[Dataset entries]
BEGIN

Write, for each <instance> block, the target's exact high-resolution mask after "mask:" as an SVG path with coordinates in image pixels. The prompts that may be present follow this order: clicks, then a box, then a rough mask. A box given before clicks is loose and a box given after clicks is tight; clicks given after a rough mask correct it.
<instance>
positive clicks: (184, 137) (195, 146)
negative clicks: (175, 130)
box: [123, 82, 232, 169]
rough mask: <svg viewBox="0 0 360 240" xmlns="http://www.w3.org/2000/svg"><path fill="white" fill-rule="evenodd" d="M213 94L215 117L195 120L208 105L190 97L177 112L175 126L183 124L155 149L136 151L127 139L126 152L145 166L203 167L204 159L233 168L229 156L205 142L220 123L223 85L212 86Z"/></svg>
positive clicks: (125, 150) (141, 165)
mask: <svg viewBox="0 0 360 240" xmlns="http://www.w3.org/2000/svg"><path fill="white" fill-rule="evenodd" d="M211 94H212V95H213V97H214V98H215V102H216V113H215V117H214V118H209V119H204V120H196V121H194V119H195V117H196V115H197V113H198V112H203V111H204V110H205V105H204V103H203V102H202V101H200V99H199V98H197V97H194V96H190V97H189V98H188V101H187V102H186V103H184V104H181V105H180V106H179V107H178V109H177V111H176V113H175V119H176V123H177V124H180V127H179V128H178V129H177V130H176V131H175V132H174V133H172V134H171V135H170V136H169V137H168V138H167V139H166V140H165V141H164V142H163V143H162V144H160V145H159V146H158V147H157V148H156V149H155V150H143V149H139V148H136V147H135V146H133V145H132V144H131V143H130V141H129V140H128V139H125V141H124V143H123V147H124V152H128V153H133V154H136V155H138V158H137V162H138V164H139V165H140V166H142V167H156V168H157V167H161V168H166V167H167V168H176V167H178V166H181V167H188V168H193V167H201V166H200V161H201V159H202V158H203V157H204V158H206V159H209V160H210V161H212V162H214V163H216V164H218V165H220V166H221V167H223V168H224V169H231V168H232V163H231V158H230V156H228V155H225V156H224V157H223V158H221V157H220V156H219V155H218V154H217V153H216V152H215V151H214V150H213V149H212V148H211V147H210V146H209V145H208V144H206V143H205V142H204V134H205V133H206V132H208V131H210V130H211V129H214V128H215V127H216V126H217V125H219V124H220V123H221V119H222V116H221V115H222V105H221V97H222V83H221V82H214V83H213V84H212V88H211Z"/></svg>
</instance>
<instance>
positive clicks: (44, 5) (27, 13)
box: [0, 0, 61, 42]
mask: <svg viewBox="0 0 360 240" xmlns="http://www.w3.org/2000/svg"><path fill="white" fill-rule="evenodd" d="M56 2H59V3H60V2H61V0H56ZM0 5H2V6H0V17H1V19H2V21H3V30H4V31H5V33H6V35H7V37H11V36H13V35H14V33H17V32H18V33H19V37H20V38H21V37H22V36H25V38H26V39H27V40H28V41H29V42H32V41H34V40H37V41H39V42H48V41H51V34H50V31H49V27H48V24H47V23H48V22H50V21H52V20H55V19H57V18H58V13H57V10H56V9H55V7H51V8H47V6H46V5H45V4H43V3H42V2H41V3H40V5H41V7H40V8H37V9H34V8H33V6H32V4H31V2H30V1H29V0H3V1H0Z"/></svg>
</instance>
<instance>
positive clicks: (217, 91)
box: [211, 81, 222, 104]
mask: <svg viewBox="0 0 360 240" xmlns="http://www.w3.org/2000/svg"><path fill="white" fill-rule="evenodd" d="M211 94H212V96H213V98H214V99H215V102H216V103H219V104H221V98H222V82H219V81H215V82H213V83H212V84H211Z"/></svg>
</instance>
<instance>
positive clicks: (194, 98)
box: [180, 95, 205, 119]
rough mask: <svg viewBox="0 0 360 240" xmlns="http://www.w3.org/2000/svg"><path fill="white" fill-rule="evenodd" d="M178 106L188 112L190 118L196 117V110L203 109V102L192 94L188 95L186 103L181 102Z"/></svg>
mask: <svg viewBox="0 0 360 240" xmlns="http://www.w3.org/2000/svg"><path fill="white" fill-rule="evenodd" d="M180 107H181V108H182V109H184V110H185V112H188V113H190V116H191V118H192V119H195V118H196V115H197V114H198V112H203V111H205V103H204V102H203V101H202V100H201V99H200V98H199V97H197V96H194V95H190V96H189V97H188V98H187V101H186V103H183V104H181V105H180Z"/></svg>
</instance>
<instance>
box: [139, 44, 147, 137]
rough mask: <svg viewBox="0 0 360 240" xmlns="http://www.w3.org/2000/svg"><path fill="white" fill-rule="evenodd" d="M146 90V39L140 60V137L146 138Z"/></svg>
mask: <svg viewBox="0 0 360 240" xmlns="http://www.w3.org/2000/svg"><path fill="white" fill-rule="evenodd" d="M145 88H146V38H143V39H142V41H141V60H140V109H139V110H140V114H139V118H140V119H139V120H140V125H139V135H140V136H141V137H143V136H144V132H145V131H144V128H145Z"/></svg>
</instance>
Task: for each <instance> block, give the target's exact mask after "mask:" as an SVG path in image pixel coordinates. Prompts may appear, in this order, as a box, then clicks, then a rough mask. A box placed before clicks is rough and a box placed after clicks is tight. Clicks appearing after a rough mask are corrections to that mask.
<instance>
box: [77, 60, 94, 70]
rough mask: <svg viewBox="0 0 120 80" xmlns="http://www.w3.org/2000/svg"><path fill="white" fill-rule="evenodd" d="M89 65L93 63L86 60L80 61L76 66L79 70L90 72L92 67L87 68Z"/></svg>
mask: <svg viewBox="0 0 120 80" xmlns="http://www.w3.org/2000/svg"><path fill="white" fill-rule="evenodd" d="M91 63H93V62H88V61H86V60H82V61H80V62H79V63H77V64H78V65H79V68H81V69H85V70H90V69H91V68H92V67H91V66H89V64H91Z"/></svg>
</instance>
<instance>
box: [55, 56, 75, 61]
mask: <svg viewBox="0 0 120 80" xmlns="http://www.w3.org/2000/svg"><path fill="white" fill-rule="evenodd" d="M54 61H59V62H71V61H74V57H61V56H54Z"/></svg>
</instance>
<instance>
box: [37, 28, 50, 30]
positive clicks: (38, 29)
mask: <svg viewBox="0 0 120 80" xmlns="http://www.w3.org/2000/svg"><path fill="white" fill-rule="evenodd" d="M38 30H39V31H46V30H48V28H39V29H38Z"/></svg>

END

Look at the entries above. Say how many lines have the word "each", and give only the number.

2